Task goal
Reproduce verbatim the stretch of the items from the line containing "Target: shrine main hall" through the last line of the items.

The data
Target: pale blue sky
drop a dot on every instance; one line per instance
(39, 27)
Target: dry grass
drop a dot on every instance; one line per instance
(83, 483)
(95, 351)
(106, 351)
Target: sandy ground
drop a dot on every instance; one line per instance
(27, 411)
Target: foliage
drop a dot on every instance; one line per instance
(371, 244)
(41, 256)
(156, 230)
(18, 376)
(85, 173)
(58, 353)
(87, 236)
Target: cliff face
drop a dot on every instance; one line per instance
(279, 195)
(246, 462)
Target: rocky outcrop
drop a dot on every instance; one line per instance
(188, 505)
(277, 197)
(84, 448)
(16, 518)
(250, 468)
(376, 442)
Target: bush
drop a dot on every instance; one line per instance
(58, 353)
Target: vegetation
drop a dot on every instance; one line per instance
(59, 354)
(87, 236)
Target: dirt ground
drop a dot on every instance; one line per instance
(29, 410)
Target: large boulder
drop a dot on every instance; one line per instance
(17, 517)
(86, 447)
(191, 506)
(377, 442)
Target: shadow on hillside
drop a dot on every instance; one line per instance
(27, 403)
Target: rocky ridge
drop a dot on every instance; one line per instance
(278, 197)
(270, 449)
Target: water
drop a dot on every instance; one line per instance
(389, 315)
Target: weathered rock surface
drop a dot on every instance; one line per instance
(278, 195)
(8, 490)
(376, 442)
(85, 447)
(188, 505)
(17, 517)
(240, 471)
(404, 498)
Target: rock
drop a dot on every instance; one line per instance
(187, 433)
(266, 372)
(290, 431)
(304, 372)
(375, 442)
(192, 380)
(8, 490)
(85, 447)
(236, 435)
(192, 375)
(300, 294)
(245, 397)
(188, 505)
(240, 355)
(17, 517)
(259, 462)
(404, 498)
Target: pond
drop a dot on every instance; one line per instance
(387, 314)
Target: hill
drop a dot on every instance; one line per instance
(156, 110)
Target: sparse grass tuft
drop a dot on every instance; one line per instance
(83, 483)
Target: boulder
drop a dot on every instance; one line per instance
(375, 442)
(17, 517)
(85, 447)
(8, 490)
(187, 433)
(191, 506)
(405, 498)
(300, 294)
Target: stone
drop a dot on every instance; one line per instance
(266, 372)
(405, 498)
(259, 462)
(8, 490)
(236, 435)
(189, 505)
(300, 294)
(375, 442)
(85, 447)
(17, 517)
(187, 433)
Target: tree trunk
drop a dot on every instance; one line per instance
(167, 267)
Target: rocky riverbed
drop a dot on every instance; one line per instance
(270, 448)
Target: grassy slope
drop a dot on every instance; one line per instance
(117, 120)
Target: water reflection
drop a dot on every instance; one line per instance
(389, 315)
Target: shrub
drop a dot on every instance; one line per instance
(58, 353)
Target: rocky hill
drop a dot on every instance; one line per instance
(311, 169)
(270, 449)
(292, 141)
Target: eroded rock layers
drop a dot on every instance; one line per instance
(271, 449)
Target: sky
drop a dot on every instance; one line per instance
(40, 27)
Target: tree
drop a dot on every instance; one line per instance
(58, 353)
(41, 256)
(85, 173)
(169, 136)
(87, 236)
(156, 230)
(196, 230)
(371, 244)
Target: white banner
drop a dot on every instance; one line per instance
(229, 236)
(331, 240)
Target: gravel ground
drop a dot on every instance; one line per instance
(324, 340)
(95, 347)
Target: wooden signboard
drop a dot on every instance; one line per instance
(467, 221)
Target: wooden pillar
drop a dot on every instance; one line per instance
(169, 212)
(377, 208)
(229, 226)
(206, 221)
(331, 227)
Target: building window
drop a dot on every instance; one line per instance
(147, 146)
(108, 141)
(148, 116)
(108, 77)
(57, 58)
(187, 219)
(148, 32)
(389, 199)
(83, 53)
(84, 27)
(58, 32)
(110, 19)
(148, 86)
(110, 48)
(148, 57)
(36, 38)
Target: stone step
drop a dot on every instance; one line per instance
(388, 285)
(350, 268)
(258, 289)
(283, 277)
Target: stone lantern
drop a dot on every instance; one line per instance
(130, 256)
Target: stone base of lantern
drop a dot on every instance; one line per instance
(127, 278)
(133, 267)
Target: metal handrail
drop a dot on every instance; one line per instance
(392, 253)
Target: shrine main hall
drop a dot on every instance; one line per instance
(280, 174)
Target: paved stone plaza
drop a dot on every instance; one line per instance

Final result
Target: shrine main hall
drop a dot on every instance; one line per instance
(280, 174)
Target: paved stone plaza
drop a dot on every instance; one line per instance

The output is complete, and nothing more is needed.